DATA PROVIDED =>
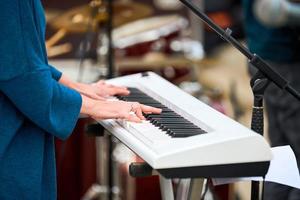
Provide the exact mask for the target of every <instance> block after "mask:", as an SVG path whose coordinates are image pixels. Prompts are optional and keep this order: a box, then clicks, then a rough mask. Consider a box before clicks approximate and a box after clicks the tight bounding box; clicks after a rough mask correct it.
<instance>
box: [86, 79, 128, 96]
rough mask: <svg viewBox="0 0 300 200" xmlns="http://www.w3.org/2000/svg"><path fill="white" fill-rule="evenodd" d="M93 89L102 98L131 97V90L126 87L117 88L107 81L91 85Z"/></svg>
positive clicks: (117, 86)
mask: <svg viewBox="0 0 300 200" xmlns="http://www.w3.org/2000/svg"><path fill="white" fill-rule="evenodd" d="M91 86H92V87H94V88H95V90H96V91H97V94H98V95H100V96H102V97H108V96H114V95H129V93H130V92H129V90H128V89H127V88H126V87H122V86H115V85H111V84H108V83H105V81H103V80H100V81H98V82H96V83H92V84H91Z"/></svg>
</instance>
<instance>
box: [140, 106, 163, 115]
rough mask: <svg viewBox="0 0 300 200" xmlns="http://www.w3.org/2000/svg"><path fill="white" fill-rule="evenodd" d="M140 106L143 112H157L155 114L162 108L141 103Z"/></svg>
mask: <svg viewBox="0 0 300 200" xmlns="http://www.w3.org/2000/svg"><path fill="white" fill-rule="evenodd" d="M141 108H142V111H143V112H144V113H157V114H160V113H161V111H162V109H160V108H155V107H152V106H146V105H141Z"/></svg>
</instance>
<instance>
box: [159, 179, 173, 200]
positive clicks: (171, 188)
mask: <svg viewBox="0 0 300 200" xmlns="http://www.w3.org/2000/svg"><path fill="white" fill-rule="evenodd" d="M159 183H160V190H161V196H162V200H174V193H173V186H172V180H171V179H166V178H164V177H163V176H161V175H159Z"/></svg>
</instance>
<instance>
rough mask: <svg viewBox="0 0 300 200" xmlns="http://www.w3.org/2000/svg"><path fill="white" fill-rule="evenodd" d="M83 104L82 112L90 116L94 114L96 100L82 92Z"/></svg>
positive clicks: (80, 110) (81, 96)
mask: <svg viewBox="0 0 300 200" xmlns="http://www.w3.org/2000/svg"><path fill="white" fill-rule="evenodd" d="M81 98H82V105H81V110H80V113H81V114H85V115H88V116H90V117H91V116H93V109H94V108H95V104H96V101H95V100H93V99H91V98H89V97H87V96H85V95H82V94H81Z"/></svg>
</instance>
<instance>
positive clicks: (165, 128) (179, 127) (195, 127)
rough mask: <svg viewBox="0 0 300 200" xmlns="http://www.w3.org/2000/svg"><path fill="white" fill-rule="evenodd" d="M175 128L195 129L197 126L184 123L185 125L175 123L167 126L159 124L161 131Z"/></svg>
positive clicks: (164, 130) (163, 130)
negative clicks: (192, 125)
mask: <svg viewBox="0 0 300 200" xmlns="http://www.w3.org/2000/svg"><path fill="white" fill-rule="evenodd" d="M176 128H178V129H179V128H180V129H181V128H182V129H189V130H190V129H196V128H197V127H196V126H190V125H186V126H183V125H177V126H170V125H169V126H167V125H161V126H160V129H161V130H163V131H167V130H173V129H176Z"/></svg>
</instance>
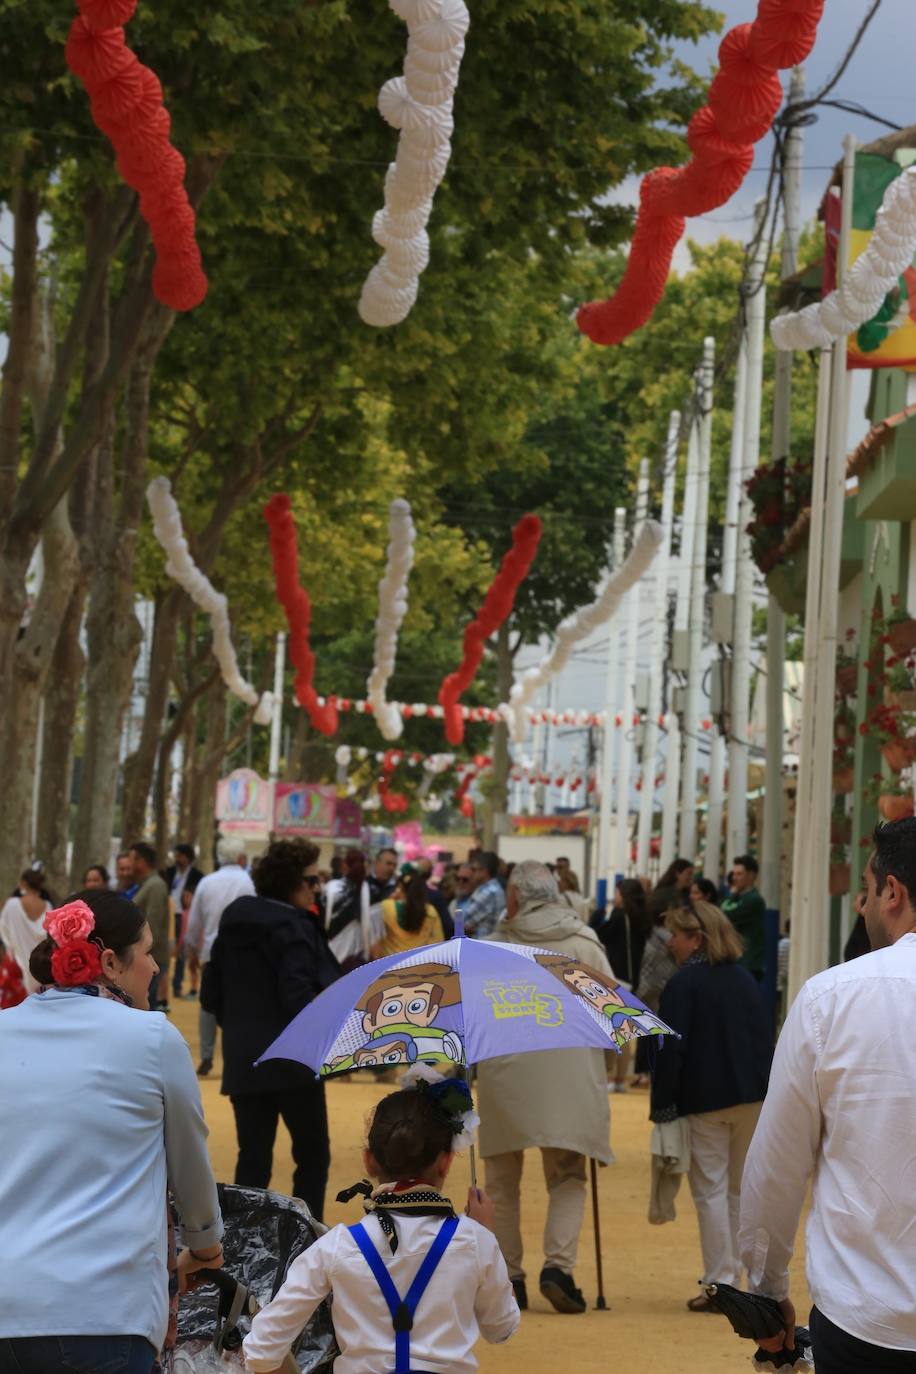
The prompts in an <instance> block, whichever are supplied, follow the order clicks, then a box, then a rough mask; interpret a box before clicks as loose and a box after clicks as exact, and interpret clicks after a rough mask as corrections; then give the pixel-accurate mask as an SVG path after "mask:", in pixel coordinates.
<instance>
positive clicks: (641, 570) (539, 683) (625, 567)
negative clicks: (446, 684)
mask: <svg viewBox="0 0 916 1374" xmlns="http://www.w3.org/2000/svg"><path fill="white" fill-rule="evenodd" d="M663 537H665V534H663V530H662V526H661V525H659V523H658V521H654V519H651V521H647V522H645V525H644V526H643V529H641V532H640V536H639V539H637V540H636V543H634V544H633V548H632V550H630V552H629V556H628V558H626V561H625V562H623V566H622V567H621V569H619V572H617V573H612V574H611V576H610V577H608V578H607V580H606V581H604V585H603V587H602V591H600V592H599V595H597V599H596V600H593V602H592V605H591V606H585V607H584V609H582V610H578V611H577V613H575V614H574V616H567V617H566V620H563V621H560V625H559V629H558V631H556V643H555V644H553V649H552V650H551V653H549V654H548V655H547V658H544V660H542V661H541V662H540V664H538V665H537V668H529V669H527V672H525V673H522V676H520V677H519V680H518V682H516V683H515V686H514V687H512V691H511V694H509V701H508V703H507V705H504V706H501V708H500V710H501V712H503V713H504V716H505V720H507V721H508V724H509V731H511V735H512V739H514V741H515V742H516V743H520V741H523V739H525V727H526V721H527V709H529V702H530V701H531V698H533V697H534V695H536V692H538V691H540V690H541V687H544V686H545V684H547V683H548V682H549V680H551V677H553V676H555V675H556V673H559V672H562V669H563V666H564V664H566V660H567V658H569V657H570V653H571V651H573V649H574V646H575V644H578V643H580V642H581V640H582V639H586V638H588V636H589V635H591V633H592V631H595V629H599V627H602V625H604V624H607V621H608V620H610V618H611V616H612V614H614V611H615V610H617V607H618V606H619V603H621V598H622V596H625V595H626V592H628V591H629V589H630V587H633V585H636V583H637V581H639V580H640V577H643V576H644V574H645V573H647V572H648V569H650V567H651V565H652V559H654V558H655V555H656V552H658V550H659V547H661V544H662V540H663Z"/></svg>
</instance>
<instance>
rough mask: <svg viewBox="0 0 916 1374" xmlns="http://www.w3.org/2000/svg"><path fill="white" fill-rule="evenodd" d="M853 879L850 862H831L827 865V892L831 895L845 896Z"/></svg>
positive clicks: (831, 896) (847, 891) (835, 895)
mask: <svg viewBox="0 0 916 1374" xmlns="http://www.w3.org/2000/svg"><path fill="white" fill-rule="evenodd" d="M851 881H853V870H851V864H847V863H832V864H831V866H829V894H831V897H845V896H846V893H847V892H849V889H850V886H851Z"/></svg>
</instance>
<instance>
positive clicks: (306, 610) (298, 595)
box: [264, 492, 338, 735]
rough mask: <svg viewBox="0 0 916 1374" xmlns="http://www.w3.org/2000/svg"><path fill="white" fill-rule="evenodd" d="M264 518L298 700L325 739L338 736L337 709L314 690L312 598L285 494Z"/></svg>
mask: <svg viewBox="0 0 916 1374" xmlns="http://www.w3.org/2000/svg"><path fill="white" fill-rule="evenodd" d="M264 518H265V521H266V522H268V526H269V529H271V558H272V561H273V580H275V583H276V595H277V600H279V602H280V605H282V606H283V610H284V611H286V620H287V625H288V627H290V658H291V661H293V666H294V668H295V684H294V686H295V697H297V701H298V702H299V705H301V706H304V708H305V710H308V713H309V720H310V721H312V724H313V725H314V728H316V730H320V731H321V734H323V735H335V734H336V728H338V713H336V706H335V705H334V703H332V702H324V703H321V702H320V701H319V695H317V692H316V690H314V654H313V653H312V646H310V643H309V631H310V628H312V602H310V600H309V594H308V592H306V591H305V588H304V587H301V585H299V555H298V548H297V539H295V522H294V519H293V511H291V508H290V497H288V496H287V495H286V492H277V495H276V496H272V497H271V500H269V502H268V503H266V506H265V507H264Z"/></svg>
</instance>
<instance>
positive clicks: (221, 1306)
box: [162, 1183, 338, 1374]
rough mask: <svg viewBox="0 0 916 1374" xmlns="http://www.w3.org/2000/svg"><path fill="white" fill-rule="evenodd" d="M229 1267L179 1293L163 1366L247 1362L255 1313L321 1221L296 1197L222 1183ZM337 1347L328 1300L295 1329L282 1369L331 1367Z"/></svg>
mask: <svg viewBox="0 0 916 1374" xmlns="http://www.w3.org/2000/svg"><path fill="white" fill-rule="evenodd" d="M218 1193H220V1208H221V1210H222V1221H224V1226H225V1234H224V1237H222V1254H224V1268H222V1270H211V1271H207V1272H206V1275H202V1276H206V1279H207V1282H203V1283H201V1286H199V1287H196V1289H194V1290H192V1292H190V1293H185V1294H184V1296H183V1297H181V1301H180V1304H179V1336H177V1342H176V1347H174V1349H173V1351H172V1352H169V1355H168V1356H166V1358H165V1360H163V1364H162V1369H163V1374H225V1371H227V1370H240V1369H243V1367H244V1362H243V1358H242V1340H243V1337H244V1336H247V1333H249V1331H250V1330H251V1318H253V1316H254V1315H255V1312H258V1311H260V1309H261V1308H262V1307H266V1304H268V1303H269V1301H271V1300H272V1298H273V1297H275V1296H276V1293H277V1290H279V1287H280V1285H282V1283H283V1281H284V1278H286V1274H287V1270H288V1267H290V1264H291V1263H293V1260H295V1259H297V1256H299V1254H301V1253H302V1252H304V1250H306V1249H308V1248H309V1245H313V1243H314V1241H317V1238H319V1235H321V1234H323V1231H324V1227H323V1226H321V1224H320V1223H319V1221H316V1220H314V1219H313V1216H312V1213H310V1212H309V1209H308V1208H306V1205H305V1202H302V1201H299V1198H288V1197H284V1195H283V1194H280V1193H265V1191H262V1190H261V1189H243V1187H236V1186H233V1184H228V1183H221V1184H218ZM336 1353H338V1349H336V1342H335V1340H334V1326H332V1323H331V1314H330V1311H328V1307H327V1304H323V1305H321V1307H320V1308H319V1309H317V1312H316V1314H314V1316H313V1318H312V1320H310V1322H309V1323H308V1326H306V1327H305V1330H304V1331H302V1333H301V1336H299V1337H298V1340H297V1342H295V1345H294V1347H293V1352H291V1355H290V1356H288V1359H287V1364H286V1366H284V1371H286V1370H287V1367H288V1371H290V1374H295V1371H299V1374H330V1371H331V1366H332V1364H334V1360H335V1358H336Z"/></svg>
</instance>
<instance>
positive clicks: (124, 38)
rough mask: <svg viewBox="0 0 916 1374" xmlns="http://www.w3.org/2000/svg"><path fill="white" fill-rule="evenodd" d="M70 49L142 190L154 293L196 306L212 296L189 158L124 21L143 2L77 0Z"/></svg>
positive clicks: (70, 67) (154, 77)
mask: <svg viewBox="0 0 916 1374" xmlns="http://www.w3.org/2000/svg"><path fill="white" fill-rule="evenodd" d="M77 5H78V8H80V15H78V16H77V18H76V19H74V21H73V25H71V27H70V37H69V38H67V45H66V48H65V55H66V59H67V66H69V67H70V70H71V71H73V74H74V76H77V77H80V80H81V81H82V84H84V87H85V88H87V93H88V96H89V106H91V110H92V118H93V120H95V122H96V125H98V128H99V129H100V131H102V132H103V133H104V135H106V136H107V137H108V139H110V140H111V144H113V146H114V151H115V155H117V162H118V172H119V173H121V176H122V177H124V180H125V181H126V183H128V185H130V187H133V190H135V191H137V192H139V194H140V214H141V216H143V218H144V220H146V221H147V224H148V225H150V234H151V236H152V243H154V246H155V251H157V261H155V268H154V271H152V294H154V295H155V297H157V300H158V301H162V304H163V305H168V306H169V308H170V309H173V311H192V309H194V308H195V305H199V304H201V301H202V300H203V297H205V295H206V294H207V279H206V276H205V273H203V268H202V265H201V250H199V249H198V243H196V238H195V225H196V217H195V214H194V210H192V207H191V202H190V201H188V195H187V191H185V190H184V172H185V165H184V158H183V157H181V154H180V153H179V150H177V148H174V147H173V146H172V143H170V142H169V132H170V128H172V121H170V118H169V113H168V110H166V109H165V107H163V104H162V87H161V85H159V80H158V77H157V74H155V71H151V70H150V67H144V66H143V63H141V62H140V59H139V58H137V56H136V54H135V52H132V51H130V48H128V45H126V43H125V37H124V25H125V23H126V22H128V21H129V19H130V18H132V16H133V12H135V10H136V0H77Z"/></svg>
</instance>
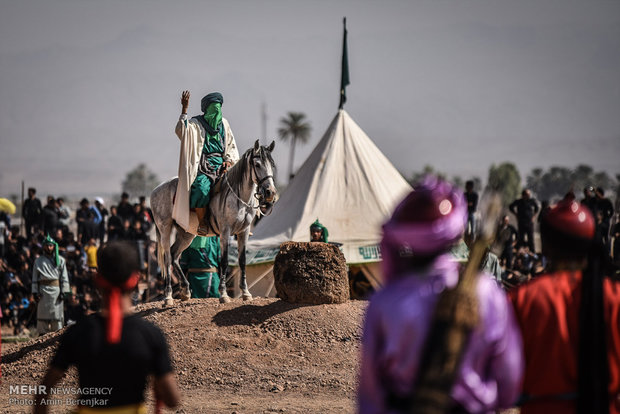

ASSIGNMENT => Give back the lines from the very first one through the line containing "box: [86, 79, 128, 96]", unchanged and with the pictures left out.

RESPONSE =>
Provide the exact mask for the target of every <instance> block after "mask:", as an SVG path whose coordinates are image pixels. Prompts are optional and keep this order: a box, then clicks, then a rough mask. Consider a box before clicks approximate and a box after clicks the tight bounding box; clicks after a rough mask correct it.
<instance>
box: [86, 79, 128, 96]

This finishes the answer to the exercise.